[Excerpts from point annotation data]
——
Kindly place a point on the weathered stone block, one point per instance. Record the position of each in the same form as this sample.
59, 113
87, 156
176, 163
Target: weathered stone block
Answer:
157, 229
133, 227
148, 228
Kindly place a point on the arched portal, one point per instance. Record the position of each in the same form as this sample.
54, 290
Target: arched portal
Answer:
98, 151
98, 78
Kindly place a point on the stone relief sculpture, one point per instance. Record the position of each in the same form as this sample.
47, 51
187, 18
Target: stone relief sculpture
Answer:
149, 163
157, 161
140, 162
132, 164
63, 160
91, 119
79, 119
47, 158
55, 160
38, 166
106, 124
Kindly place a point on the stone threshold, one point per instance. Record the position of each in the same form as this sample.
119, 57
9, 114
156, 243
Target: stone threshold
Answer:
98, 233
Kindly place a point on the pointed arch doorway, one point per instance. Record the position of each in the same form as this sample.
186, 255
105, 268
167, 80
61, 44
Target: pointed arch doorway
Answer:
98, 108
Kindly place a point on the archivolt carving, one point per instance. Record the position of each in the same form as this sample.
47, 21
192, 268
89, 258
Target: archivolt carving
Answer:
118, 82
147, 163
——
Stated problem = Copy out every line from the one containing "Kindly place a point on the archivolt" through the last line of the items, unchanged.

Solution to the exercise =
Kindly place a point on the archivolt carving, one point per instance. Record the position of each in the same form as this sample.
47, 21
192, 268
89, 258
Target: archivolt carving
Answer:
118, 82
147, 163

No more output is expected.